WORK TO COMPLETE
Copy every line of the following data without changing anything.

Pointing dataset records
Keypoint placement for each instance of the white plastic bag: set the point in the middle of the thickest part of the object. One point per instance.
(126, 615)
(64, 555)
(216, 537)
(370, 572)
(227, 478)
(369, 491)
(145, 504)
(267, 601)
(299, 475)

SOLUTION
Keypoint placement for each instance of the white plastic bag: set the point in the middle of the thickest part of the object. One point per instance.
(126, 615)
(64, 555)
(216, 537)
(370, 572)
(227, 478)
(369, 491)
(145, 504)
(267, 601)
(299, 475)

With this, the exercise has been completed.